-- Start --

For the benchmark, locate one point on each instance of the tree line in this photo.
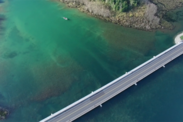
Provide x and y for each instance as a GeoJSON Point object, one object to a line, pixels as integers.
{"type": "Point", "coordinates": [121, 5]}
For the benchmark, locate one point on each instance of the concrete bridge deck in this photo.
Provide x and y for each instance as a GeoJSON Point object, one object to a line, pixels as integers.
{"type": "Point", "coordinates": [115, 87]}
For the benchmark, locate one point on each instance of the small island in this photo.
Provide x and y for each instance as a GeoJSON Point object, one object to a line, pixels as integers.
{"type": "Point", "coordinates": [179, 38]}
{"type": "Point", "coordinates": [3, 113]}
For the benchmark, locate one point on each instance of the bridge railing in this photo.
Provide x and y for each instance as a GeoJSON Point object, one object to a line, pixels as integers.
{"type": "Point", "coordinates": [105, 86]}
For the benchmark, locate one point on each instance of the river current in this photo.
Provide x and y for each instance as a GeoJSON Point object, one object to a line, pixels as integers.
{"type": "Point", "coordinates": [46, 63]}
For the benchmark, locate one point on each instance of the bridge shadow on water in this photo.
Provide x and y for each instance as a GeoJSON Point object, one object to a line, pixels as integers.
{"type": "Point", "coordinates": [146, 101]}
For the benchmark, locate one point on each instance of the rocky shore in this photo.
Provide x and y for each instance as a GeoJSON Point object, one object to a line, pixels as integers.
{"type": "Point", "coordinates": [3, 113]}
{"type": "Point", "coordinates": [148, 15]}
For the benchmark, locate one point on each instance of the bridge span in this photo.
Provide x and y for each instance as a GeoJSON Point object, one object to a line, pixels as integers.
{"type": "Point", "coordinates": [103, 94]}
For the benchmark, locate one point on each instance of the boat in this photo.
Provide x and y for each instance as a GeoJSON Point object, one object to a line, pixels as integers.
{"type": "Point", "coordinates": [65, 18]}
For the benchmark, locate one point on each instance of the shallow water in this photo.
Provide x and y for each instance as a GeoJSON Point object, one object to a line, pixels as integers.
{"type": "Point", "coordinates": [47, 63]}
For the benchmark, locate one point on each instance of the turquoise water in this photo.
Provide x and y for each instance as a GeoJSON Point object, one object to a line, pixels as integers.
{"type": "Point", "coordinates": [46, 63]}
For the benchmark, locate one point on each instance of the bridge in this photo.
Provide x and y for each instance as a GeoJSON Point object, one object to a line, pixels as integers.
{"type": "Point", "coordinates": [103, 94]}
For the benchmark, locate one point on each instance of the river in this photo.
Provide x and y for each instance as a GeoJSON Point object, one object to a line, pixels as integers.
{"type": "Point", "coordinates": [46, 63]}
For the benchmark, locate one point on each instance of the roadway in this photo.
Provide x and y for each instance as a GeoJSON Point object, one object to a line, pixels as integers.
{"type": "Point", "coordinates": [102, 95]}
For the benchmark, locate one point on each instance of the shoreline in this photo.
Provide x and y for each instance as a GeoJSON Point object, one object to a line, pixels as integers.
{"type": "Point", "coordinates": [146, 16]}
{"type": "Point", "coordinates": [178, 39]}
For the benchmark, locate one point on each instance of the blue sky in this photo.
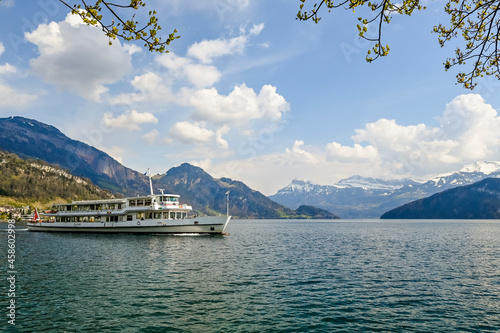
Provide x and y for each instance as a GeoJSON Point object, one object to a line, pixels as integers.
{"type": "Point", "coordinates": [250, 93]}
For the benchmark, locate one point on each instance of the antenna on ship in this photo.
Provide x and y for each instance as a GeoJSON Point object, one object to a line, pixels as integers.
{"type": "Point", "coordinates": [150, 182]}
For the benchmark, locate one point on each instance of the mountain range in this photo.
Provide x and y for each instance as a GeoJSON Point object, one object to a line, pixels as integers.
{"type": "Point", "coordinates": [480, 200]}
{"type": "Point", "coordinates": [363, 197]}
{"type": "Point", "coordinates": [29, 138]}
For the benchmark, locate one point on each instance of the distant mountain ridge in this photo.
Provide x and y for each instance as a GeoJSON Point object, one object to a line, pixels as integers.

-- End --

REQUIRED WORK: From the material above, reproduce everything verbatim except the pictures.

FINAL RESULT:
For the benchmark, locate one point on each instance of the tree line in this photo.
Provide x and y for each instance as a GeoJSON Point object, one object to a line, pixels as integers.
{"type": "Point", "coordinates": [121, 5]}
For the benchmark, locate one point on each instance of the concrete bridge deck in this photo.
Provide x and y for each instance as a GeoJSON Point object, one object to a line, pixels as integers.
{"type": "Point", "coordinates": [115, 87]}
For the benchmark, locate one point on each instance of the small island in this photo.
Provide x and y for each instance as a GeoJSON Point object, one object to a line, pixels as integers.
{"type": "Point", "coordinates": [179, 38]}
{"type": "Point", "coordinates": [3, 113]}
For the benchmark, locate one point on each instance of the bridge railing in this photo.
Provide x and y for each instance as a GeoJSON Point object, one object to a line, pixels as integers.
{"type": "Point", "coordinates": [105, 86]}
For the benchmark, locate one point on each instance of the river current in this photo.
Provide x and y for each instance as a GeoJSON Point object, one object to a line, pixels as integers.
{"type": "Point", "coordinates": [46, 63]}
For the benchmark, locate one point on each instance of the bridge shadow on water in this photo.
Provide x and y for each instance as a GeoJSON Point object, one object to a line, pixels as integers.
{"type": "Point", "coordinates": [146, 101]}
For the benchmark, locate one point on each instance of the rocky shore in this photo.
Provide x and y for each instance as a GeoJSON Point object, one object to a line, pixels as integers.
{"type": "Point", "coordinates": [3, 113]}
{"type": "Point", "coordinates": [148, 15]}
For the benchmark, locate one point on each instance of the bridge span in this photo.
Provide x and y for each instance as a GeoJSON Point object, one object to a line, pixels as integers.
{"type": "Point", "coordinates": [103, 94]}
For the benchmark, locate one point on each instance of the boat in this photo.
Provide x and y for each instance as a GeoJSON Point object, one object to a line, pixels as integers.
{"type": "Point", "coordinates": [65, 18]}
For the benchmark, locate one point on each instance of the shallow water in this photo.
Provide x and y for each instance as a GeoJSON Point object, one object to a line, pixels as integers.
{"type": "Point", "coordinates": [47, 63]}
For the benchmark, locate one point on each instance of the turquoise water in this photo.
Provide x and y for each instance as a GeoJSON Point object, one object to a line, pixels as integers.
{"type": "Point", "coordinates": [46, 63]}
For the benchmark, locate one point on each instance of the bridge in this photo.
Provide x and y for each instance as a GeoJSON Point object, one object to a line, pixels as integers.
{"type": "Point", "coordinates": [103, 94]}
For the benchmark, locate one point on each instance of the river in this photo.
Provide x and y for each instance as a GeoJSON Point object, one object to a line, pixels as integers.
{"type": "Point", "coordinates": [46, 63]}
For the benchmark, locate one point on each instance of the roadway in this photo.
Provide x and y for each instance as a GeoJSON Point object, one object to a line, pixels as integers.
{"type": "Point", "coordinates": [102, 95]}
For the benchmark, locate one point on each instance of the shoreline in this photo.
Provide x and y for each instance as a GeoJSON Point object, one object to a line, pixels as integers.
{"type": "Point", "coordinates": [146, 16]}
{"type": "Point", "coordinates": [178, 39]}
For the benchmark, locate one point on each instance of the blue sky in this photo.
Provide x and y for each instance as a GeoJSON Point object, one object to a line, pixels as integers.
{"type": "Point", "coordinates": [250, 93]}
For the benchmark, locate one point on each instance of the antenna on ship in this photo.
Provide x and y for each instance as a GeoJSON Point object, one object to a line, pixels as integers.
{"type": "Point", "coordinates": [150, 182]}
For the benchmark, locate one point on each instance of the mountain range in this photo.
Provide x and y for each instance as a GeoJSON Point object, one object to a line, pixels as integers.
{"type": "Point", "coordinates": [480, 200]}
{"type": "Point", "coordinates": [363, 197]}
{"type": "Point", "coordinates": [29, 138]}
For the benchmark, locate one point on each instance of the distant mountain ridge in this photo.
Provide x and y for each instance as a GeoJSON Point object, one object to a line, pixels as integers.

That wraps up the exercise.